Questions
**A)** Write out the passage of the Novartis settlement article starting with "The Food and" and going on through "said the DOJ.".
**B)** Extend the Novartis settlement article past its final sentence.

Novartis Settles Off-Label Marketing Charges

The Department of Justice (DOJ) just announced that Novartis Pharmaceuticals Corporation has agreed to pay $422.5 million to resolve criminal and civil liability arising from the illegal marketing of <"">Trileptal and five other drugs.

According to the agreement reached with the government, Novartis will plead guilty to a misdemeanor and pay a $185 million combined criminal fine and forfeiture for the off-label promotion of Trileptal that was in violation of the Food, Drug and Cosmetic Act.

The Food and Drug Administration (FDA) approved Trileptal as an anti-epileptic, for the treatment of partial seizures, but not for any psychiatric, pain, or other uses. Once the FDA approves a pharmaceutical, a manufacturer may not market or promote it for any use not specified in its new drug application. The unauthorized uses are also known as “unapproved” or “off-label” uses, said the DOJ.

Stored data
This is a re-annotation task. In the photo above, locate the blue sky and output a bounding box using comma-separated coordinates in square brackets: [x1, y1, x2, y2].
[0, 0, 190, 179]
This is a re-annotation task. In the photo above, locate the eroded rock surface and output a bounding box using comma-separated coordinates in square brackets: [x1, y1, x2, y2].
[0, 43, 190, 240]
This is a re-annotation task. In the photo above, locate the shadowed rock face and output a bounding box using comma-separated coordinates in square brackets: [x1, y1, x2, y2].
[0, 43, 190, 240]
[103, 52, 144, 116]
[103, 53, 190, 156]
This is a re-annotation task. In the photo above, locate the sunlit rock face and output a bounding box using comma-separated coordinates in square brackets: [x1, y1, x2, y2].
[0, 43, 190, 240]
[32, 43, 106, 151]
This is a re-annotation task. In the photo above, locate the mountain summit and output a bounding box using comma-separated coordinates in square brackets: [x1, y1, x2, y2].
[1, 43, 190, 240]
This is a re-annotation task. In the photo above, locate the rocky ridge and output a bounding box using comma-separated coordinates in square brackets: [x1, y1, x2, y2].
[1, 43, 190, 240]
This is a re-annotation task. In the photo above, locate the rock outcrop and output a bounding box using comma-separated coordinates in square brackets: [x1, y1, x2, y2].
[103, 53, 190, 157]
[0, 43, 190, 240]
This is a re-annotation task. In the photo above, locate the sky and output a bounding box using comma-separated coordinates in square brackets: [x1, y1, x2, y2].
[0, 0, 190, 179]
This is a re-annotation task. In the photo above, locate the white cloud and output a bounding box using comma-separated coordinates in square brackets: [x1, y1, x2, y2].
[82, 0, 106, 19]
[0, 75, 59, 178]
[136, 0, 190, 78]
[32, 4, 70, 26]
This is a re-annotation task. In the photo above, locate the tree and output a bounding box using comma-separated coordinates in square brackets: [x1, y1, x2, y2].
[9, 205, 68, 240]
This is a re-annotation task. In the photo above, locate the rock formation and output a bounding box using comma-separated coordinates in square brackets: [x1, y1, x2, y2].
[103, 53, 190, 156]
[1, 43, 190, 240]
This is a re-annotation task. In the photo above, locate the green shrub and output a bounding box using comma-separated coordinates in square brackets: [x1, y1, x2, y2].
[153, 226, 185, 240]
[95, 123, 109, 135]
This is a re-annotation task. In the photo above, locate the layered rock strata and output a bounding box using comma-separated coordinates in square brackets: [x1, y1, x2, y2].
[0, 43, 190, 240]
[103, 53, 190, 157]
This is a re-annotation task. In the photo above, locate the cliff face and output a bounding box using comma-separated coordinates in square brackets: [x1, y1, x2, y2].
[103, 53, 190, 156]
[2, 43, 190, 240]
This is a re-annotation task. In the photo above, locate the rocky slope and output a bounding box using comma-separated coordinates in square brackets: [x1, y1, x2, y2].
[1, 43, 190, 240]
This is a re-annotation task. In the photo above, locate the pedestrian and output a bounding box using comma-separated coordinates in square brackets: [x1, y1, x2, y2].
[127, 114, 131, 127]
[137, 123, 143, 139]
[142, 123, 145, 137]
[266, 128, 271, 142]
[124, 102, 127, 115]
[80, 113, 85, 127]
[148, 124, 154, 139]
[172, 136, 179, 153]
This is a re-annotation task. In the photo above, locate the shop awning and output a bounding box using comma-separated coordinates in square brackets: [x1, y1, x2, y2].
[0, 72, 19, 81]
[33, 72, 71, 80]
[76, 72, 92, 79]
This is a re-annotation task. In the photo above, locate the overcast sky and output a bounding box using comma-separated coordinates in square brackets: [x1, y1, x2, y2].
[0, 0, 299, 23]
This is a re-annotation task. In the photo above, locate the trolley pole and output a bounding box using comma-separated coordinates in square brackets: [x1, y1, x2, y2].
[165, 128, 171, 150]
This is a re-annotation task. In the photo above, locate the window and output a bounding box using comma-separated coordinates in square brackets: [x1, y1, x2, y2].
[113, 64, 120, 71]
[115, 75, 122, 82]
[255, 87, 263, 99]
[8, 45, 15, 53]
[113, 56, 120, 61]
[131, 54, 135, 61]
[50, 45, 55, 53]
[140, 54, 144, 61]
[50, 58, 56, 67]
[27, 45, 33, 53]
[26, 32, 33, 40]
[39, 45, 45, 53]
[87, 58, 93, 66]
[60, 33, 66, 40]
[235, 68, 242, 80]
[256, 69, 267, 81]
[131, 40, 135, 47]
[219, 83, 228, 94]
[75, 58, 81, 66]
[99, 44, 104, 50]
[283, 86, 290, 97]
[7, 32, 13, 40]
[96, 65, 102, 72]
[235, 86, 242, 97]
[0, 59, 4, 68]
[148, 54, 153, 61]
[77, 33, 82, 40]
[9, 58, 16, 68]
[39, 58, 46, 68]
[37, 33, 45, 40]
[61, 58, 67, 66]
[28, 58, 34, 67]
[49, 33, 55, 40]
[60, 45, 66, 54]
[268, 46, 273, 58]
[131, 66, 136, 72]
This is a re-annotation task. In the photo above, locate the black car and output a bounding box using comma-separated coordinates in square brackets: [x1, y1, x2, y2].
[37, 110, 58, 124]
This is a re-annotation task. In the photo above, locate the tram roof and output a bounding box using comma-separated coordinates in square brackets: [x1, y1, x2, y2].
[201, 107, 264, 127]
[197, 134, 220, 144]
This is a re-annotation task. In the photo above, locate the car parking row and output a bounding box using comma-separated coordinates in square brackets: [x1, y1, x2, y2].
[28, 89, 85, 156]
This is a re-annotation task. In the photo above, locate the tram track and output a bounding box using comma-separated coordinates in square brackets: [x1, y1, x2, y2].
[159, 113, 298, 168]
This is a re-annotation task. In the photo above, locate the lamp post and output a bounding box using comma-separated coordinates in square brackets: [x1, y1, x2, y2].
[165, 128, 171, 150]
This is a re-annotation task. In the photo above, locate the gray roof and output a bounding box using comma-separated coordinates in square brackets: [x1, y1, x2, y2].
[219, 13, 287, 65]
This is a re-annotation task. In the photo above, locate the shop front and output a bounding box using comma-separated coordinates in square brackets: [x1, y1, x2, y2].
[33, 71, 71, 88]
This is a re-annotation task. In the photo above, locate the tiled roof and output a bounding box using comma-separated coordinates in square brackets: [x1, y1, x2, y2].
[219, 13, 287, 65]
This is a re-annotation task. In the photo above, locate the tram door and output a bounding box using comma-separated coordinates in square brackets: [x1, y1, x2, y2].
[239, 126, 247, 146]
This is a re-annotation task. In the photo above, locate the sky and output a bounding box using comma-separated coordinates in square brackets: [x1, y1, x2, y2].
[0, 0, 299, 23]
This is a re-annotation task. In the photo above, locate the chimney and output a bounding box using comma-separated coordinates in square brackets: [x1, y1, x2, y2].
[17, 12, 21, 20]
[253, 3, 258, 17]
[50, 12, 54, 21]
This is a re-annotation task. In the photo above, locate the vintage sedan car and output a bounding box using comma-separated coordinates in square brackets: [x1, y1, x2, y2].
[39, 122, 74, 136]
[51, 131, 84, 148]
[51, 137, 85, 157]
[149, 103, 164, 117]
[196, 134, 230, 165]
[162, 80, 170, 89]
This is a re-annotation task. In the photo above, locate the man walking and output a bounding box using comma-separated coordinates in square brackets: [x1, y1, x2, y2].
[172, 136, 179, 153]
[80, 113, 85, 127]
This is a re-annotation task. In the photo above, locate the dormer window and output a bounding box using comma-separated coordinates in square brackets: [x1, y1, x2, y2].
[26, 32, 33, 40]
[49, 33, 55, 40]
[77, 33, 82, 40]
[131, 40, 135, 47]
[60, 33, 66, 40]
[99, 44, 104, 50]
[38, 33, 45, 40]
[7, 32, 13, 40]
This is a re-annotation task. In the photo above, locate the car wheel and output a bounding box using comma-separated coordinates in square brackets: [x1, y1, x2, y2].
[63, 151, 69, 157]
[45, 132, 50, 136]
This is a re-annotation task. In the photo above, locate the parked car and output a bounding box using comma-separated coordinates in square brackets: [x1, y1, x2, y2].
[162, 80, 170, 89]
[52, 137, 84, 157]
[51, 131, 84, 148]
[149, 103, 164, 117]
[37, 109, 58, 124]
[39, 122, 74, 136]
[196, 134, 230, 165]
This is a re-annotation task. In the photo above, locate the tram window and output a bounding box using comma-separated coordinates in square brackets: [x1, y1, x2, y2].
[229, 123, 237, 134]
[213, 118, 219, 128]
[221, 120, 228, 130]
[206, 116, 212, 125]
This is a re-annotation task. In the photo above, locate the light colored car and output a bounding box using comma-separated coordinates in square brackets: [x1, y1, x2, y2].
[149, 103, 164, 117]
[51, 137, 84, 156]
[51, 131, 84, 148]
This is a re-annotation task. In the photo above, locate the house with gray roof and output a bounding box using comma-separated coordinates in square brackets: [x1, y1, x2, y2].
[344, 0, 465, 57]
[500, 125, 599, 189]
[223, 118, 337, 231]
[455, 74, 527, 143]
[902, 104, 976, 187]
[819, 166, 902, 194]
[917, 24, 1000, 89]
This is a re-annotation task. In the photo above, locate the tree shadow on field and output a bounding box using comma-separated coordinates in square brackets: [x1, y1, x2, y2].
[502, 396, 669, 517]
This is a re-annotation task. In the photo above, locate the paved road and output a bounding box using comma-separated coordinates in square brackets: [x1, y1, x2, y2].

Answer list
**A)**
The Food and Drug Administration (FDA) approved Trileptal as an anti-epileptic, for the treatment of partial seizures, but not for any psychiatric, pain, or other uses. Once the FDA approves a pharmaceutical, a manufacturer may not market or promote it for any use not specified in its new drug application. The unauthorized uses are also known as “unapproved” or “off-label” uses, said the DOJ.

**B)**
In addition to the criminal fine and forfeiture, Novartis agreed to pay $237.5 million to resolve civil allegations under the False Claims Act that it unlawfully marketed Trileptal and five other drugs, causing false claims to be submitted to government health care programs. Specifically, the civil settlement resolves allegations that Novartis illegally promoted Trileptal for a variety of uses, including psychiatric and pain uses, which were not medically accepted indications and, therefore, not covered by those programs.

The agreement also resolves allegations that Novartis paid kickbacks to health care professionals to induce them to prescribe Trileptal and five other drugs: Diovan, Zelnorm, Sandostatin, Exforge, and Tekturna. The federal share of the civil settlement is $149,241,306; the state Medicaid share of the civil settlement is $88,258,694.

“This resolution demonstrates the Department of Justice’s ongoing dedication to taking action against pharmaceutical fraud in all its forms,” said Tony West, Assistant Attorney General for the Civil Division of the Department of Justice. “Unlawful off-label promotion and providing illegal inducements to health care professionals undermine the integrity of our health care system and we will continue to pursue these types of violations.”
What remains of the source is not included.